[WORK ORDER] From the line with "negative clicks: (380, 173) (435, 211)" to the line with "box: [633, 215, 960, 640]", retype every line exactly, including those two, and leave out the rest of the data below.

[RECORDS SUPPLIED]

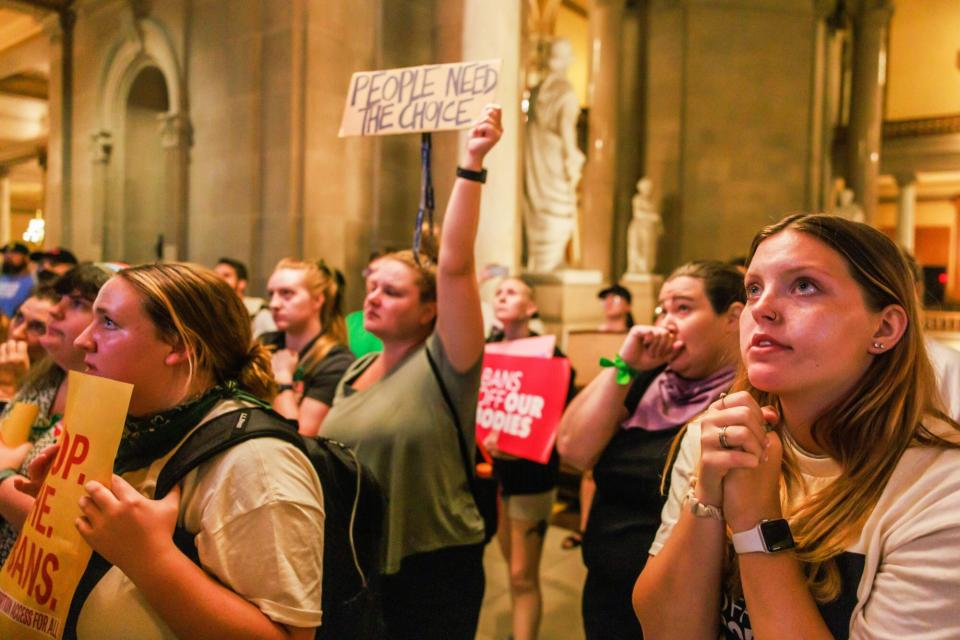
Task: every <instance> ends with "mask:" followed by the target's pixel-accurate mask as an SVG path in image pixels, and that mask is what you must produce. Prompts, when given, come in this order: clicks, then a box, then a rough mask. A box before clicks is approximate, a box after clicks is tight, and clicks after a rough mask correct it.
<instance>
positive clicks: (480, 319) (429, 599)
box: [321, 106, 502, 640]
mask: <svg viewBox="0 0 960 640" xmlns="http://www.w3.org/2000/svg"><path fill="white" fill-rule="evenodd" d="M501 134H502V129H501V125H500V109H499V108H498V107H492V106H491V107H487V108H486V110H485V112H484V117H483V120H481V122H480V123H478V124H477V125H475V126H474V127H473V129H472V130H471V131H470V133H469V135H468V137H467V144H466V149H465V153H464V155H463V161H462V162H463V164H462V165H461V166H460V167H459V168H458V169H457V176H458V178H457V180H456V182H455V183H454V186H453V193H452V194H451V196H450V200H449V203H448V205H447V211H446V214H445V216H444V219H443V229H442V234H441V239H440V251H439V256H438V259H437V262H436V265H435V266H434V265H433V264H432V263H431V261H430V260H429V258H428V257H427V256H424V255H420V256H419V257H418V256H415V255H413V254H412V253H411V252H409V251H406V252H400V253H392V254H387V255H385V256H383V257H381V258H380V259H378V260H377V261H375V262H374V263H373V264H372V265H371V267H370V271H369V274H368V276H367V283H366V284H367V296H366V299H365V300H364V306H363V308H364V328H365V329H366V330H367V331H369V332H371V333H373V334H374V335H375V336H377V337H378V338H380V339H381V340H382V341H383V352H382V353H373V354H368V355H366V356H364V357H362V358H360V359H359V360H357V361H356V362H354V364H353V365H352V366H351V367H350V369H348V370H347V373H346V374H345V375H344V377H343V379H342V380H341V381H340V385H339V387H338V388H337V395H336V397H335V398H334V403H333V407H332V408H331V409H330V412H329V413H328V414H327V417H326V419H325V420H324V423H323V429H322V432H321V433H322V435H324V436H327V437H330V438H334V439H336V440H340V441H342V442H345V443H346V444H348V445H350V446H352V447H353V448H354V449H355V450H356V451H357V455H358V456H359V457H360V460H361V461H362V462H364V463H365V464H366V465H367V466H368V467H369V468H370V469H371V470H372V471H373V473H374V474H375V475H376V477H377V479H378V480H379V481H380V483H381V485H382V486H383V488H384V491H385V493H386V494H387V498H388V506H387V519H386V520H387V521H386V531H385V537H386V539H387V545H386V556H385V558H384V574H385V575H384V578H383V608H384V618H385V622H386V624H387V628H388V631H389V635H390V637H391V638H417V639H428V640H429V639H432V638H438V639H439V638H444V639H460V638H463V639H466V638H473V637H474V636H475V635H476V627H477V620H478V616H479V612H480V604H481V601H482V600H483V590H484V576H483V539H484V525H483V519H482V518H481V516H480V513H479V511H478V509H477V505H476V503H475V501H474V497H473V495H471V491H470V489H469V486H470V484H468V481H467V478H466V477H465V473H467V472H469V473H471V474H472V473H473V460H472V458H473V450H474V446H473V441H474V424H475V419H476V403H477V393H478V390H479V387H480V370H481V361H482V355H483V343H484V341H483V318H482V315H481V313H480V295H479V291H478V287H477V278H476V274H475V273H474V248H473V245H474V242H475V240H476V234H477V224H478V221H479V215H480V192H481V183H482V182H484V180H485V176H486V172H485V171H484V170H483V159H484V157H485V156H486V155H487V153H488V152H489V151H490V150H491V149H492V148H493V147H494V145H495V144H496V143H497V141H498V140H499V139H500V136H501ZM467 445H468V446H467ZM461 447H466V449H467V450H468V453H467V454H465V457H467V458H469V460H466V461H465V460H463V459H462V457H461ZM465 462H466V464H465Z"/></svg>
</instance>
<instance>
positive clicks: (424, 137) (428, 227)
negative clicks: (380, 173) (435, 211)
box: [413, 131, 434, 265]
mask: <svg viewBox="0 0 960 640" xmlns="http://www.w3.org/2000/svg"><path fill="white" fill-rule="evenodd" d="M432 146H433V145H432V140H431V138H430V132H429V131H428V132H426V133H423V134H421V135H420V170H421V175H420V206H419V208H418V209H417V226H416V228H415V229H414V230H413V259H414V260H416V261H417V264H418V265H419V264H420V241H421V240H422V235H423V222H424V217H426V221H427V228H428V232H429V233H431V234H432V233H433V208H434V204H433V177H432V176H431V171H430V151H431V148H432Z"/></svg>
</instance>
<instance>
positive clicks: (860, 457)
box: [633, 215, 960, 640]
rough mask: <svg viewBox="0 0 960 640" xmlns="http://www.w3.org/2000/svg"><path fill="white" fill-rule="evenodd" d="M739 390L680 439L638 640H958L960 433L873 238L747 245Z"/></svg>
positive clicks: (773, 228) (814, 215)
mask: <svg viewBox="0 0 960 640" xmlns="http://www.w3.org/2000/svg"><path fill="white" fill-rule="evenodd" d="M745 283H746V292H747V304H746V308H745V309H744V312H743V314H742V315H741V316H740V318H741V321H740V348H741V355H742V358H743V364H744V367H743V370H742V371H741V375H740V377H739V380H738V382H737V383H735V385H734V389H739V391H737V392H735V393H732V394H731V395H729V396H726V397H724V398H721V399H720V400H718V401H717V402H715V403H713V405H712V406H711V408H710V409H709V410H708V411H707V412H706V413H705V414H704V415H703V416H702V417H701V419H700V420H697V421H694V422H692V423H690V425H689V428H688V429H687V432H686V434H685V436H684V438H683V441H682V444H681V446H680V451H679V454H678V458H677V460H676V463H675V465H674V467H673V471H672V478H671V488H670V496H669V500H668V502H667V504H666V506H665V507H664V510H663V517H662V524H661V527H660V531H659V532H658V534H657V538H656V540H655V541H654V543H653V545H652V546H651V548H650V550H649V551H650V554H651V556H652V557H651V558H650V560H649V561H648V562H647V565H646V567H645V568H644V570H643V572H642V573H641V574H640V577H639V579H638V580H637V583H636V586H635V589H634V594H633V602H634V607H635V609H636V611H637V615H638V616H639V618H640V622H641V625H642V626H643V631H644V634H645V637H647V638H671V639H673V638H709V639H711V640H713V639H715V638H717V637H718V636H720V637H726V638H747V637H754V638H788V639H789V638H805V639H810V638H848V637H850V638H876V637H884V638H889V637H899V638H911V639H917V638H923V639H933V638H957V637H960V618H958V617H957V615H956V609H957V605H958V604H960V589H958V586H957V585H960V519H958V518H957V515H956V514H957V513H960V450H958V443H960V432H958V426H957V424H956V423H954V422H952V421H951V420H950V419H949V418H946V416H944V414H943V412H942V410H941V407H940V402H939V400H938V396H937V390H936V385H935V381H934V374H933V371H932V369H931V366H930V362H929V360H928V358H927V353H926V350H925V347H924V343H923V335H922V332H921V330H920V325H919V323H918V321H917V318H918V316H917V306H916V296H915V295H914V293H913V284H912V282H911V278H910V273H909V271H908V270H907V266H906V265H905V263H904V261H903V259H902V258H901V256H900V254H899V252H898V250H897V247H896V246H895V245H894V244H893V243H892V242H891V241H890V240H888V239H887V238H886V237H885V236H883V235H882V234H881V233H880V232H878V231H877V230H875V229H873V228H871V227H869V226H867V225H864V224H859V223H855V222H850V221H847V220H845V219H842V218H838V217H833V216H823V215H796V216H790V217H788V218H785V219H784V220H782V221H781V222H779V223H778V224H775V225H773V226H771V227H768V228H766V229H764V230H763V231H762V232H760V234H758V235H757V237H756V238H755V239H754V242H753V246H752V249H751V252H750V259H749V261H748V269H747V274H746V278H745Z"/></svg>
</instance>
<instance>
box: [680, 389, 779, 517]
mask: <svg viewBox="0 0 960 640" xmlns="http://www.w3.org/2000/svg"><path fill="white" fill-rule="evenodd" d="M778 421H779V416H778V415H777V412H776V410H775V409H774V408H773V407H760V405H759V404H757V402H756V400H754V398H753V396H751V395H750V394H749V393H747V392H746V391H739V392H737V393H733V394H730V395H728V396H725V397H722V398H721V399H719V400H717V401H716V402H714V403H713V404H712V405H711V406H710V408H709V409H708V410H707V412H706V413H705V414H704V415H703V417H702V418H701V420H700V464H699V471H698V474H697V475H698V481H697V492H698V494H700V495H699V496H698V497H701V498H707V499H709V500H710V504H715V505H719V504H721V503H722V499H723V498H724V497H725V494H724V492H723V491H724V488H725V484H724V478H725V477H726V476H727V474H728V473H729V472H730V471H732V470H734V469H753V468H756V467H758V466H760V465H761V464H765V463H766V462H767V460H768V459H769V457H770V456H769V447H770V443H771V434H769V433H768V425H773V424H776V423H777V422H778ZM721 436H723V438H722V440H721ZM773 437H775V435H774V436H773ZM724 445H726V446H724ZM778 464H779V459H778ZM778 468H779V467H778Z"/></svg>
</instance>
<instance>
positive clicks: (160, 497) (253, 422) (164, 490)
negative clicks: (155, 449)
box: [153, 407, 309, 500]
mask: <svg viewBox="0 0 960 640" xmlns="http://www.w3.org/2000/svg"><path fill="white" fill-rule="evenodd" d="M265 437H270V438H279V439H280V440H284V441H285V442H289V443H290V444H292V445H294V446H295V447H297V448H298V449H300V450H301V451H303V452H304V454H307V451H306V449H305V448H304V444H303V440H302V439H301V438H300V436H299V434H298V433H297V427H296V424H295V423H293V422H290V421H288V420H286V419H285V418H283V417H282V416H281V415H280V414H278V413H275V412H273V411H270V410H267V409H262V408H260V407H248V408H244V409H237V410H235V411H229V412H227V413H224V414H223V415H221V416H217V417H216V418H214V419H213V420H210V421H209V422H206V423H204V424H203V425H202V426H200V427H199V428H198V429H196V430H195V431H194V432H193V433H192V434H190V436H189V437H188V438H187V439H186V440H185V441H184V442H183V444H181V445H180V447H179V448H178V449H177V451H176V453H174V454H173V456H171V457H170V459H169V460H167V463H166V464H165V465H164V467H163V469H162V470H161V471H160V475H159V476H157V487H156V489H154V492H153V498H154V500H160V499H161V498H163V497H164V496H165V495H167V493H169V491H170V490H171V489H172V488H173V487H174V485H176V484H177V483H178V482H180V481H181V480H182V479H183V477H184V476H185V475H187V474H188V473H189V472H190V471H192V470H193V469H195V468H197V467H198V466H200V465H201V464H203V463H204V462H206V461H208V460H210V459H211V458H213V457H214V456H216V455H218V454H220V453H223V452H224V451H226V450H227V449H230V448H231V447H234V446H236V445H238V444H240V443H241V442H245V441H247V440H250V439H252V438H265ZM308 455H309V454H308Z"/></svg>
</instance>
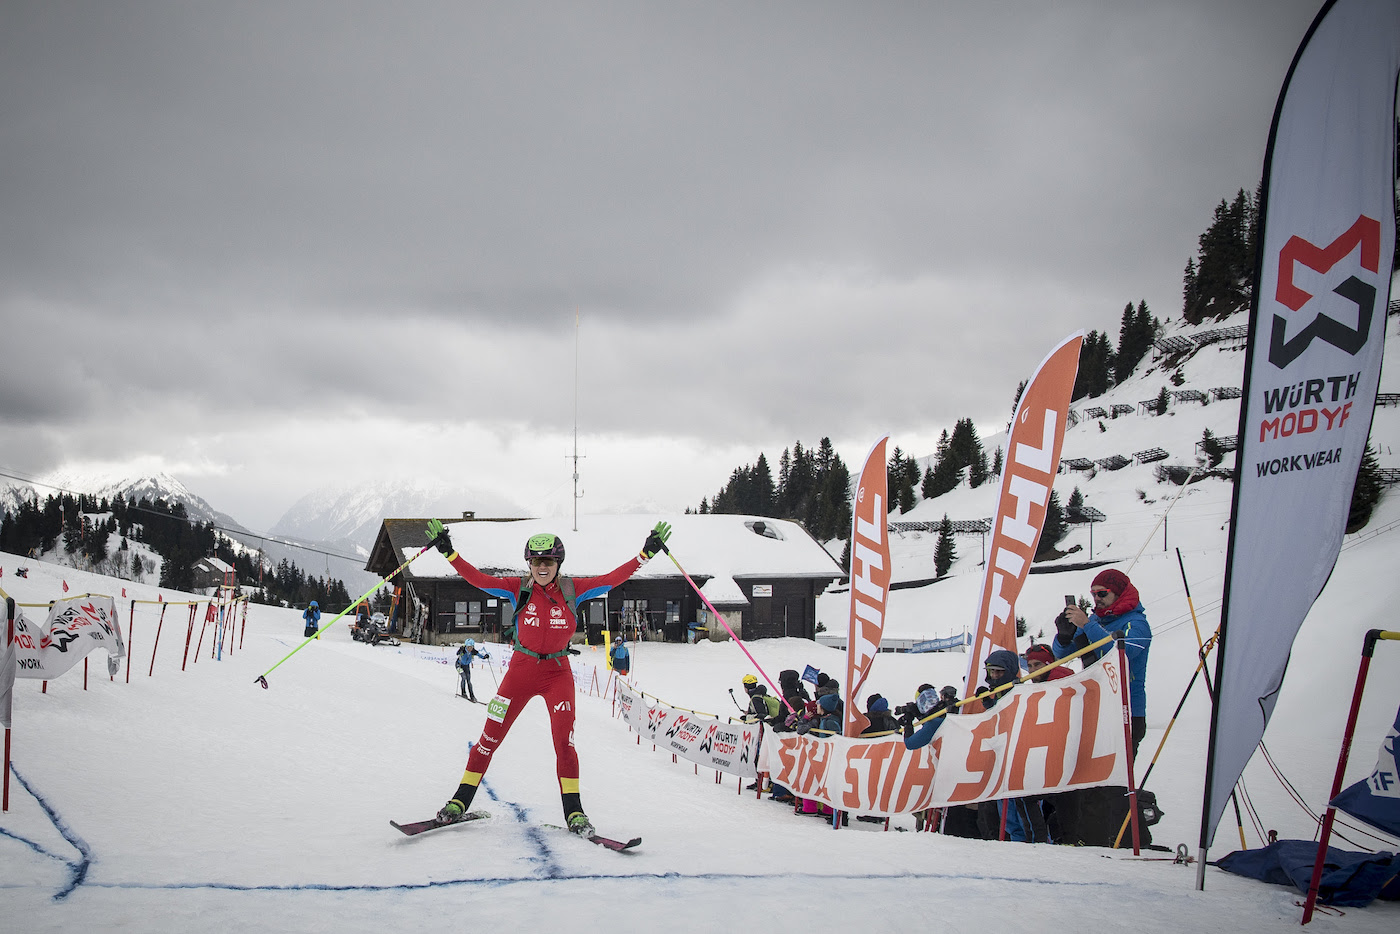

[RESPONSE TO THIS TASK]
negative clicks: (380, 173) (435, 211)
box: [413, 131, 434, 265]
mask: <svg viewBox="0 0 960 640" xmlns="http://www.w3.org/2000/svg"><path fill="white" fill-rule="evenodd" d="M432 146H433V145H432V140H431V138H430V132H429V131H428V132H426V133H423V134H421V135H420V170H421V175H420V206H419V208H418V209H417V226H416V228H415V229H414V230H413V259H414V260H416V261H417V264H418V265H419V264H420V241H421V240H422V235H423V222H424V217H426V221H427V228H428V232H429V233H431V234H432V233H433V208H434V204H433V177H432V176H431V171H430V151H431V148H432Z"/></svg>
</instance>
<instance>
positive clicks: (860, 457)
box: [633, 215, 960, 640]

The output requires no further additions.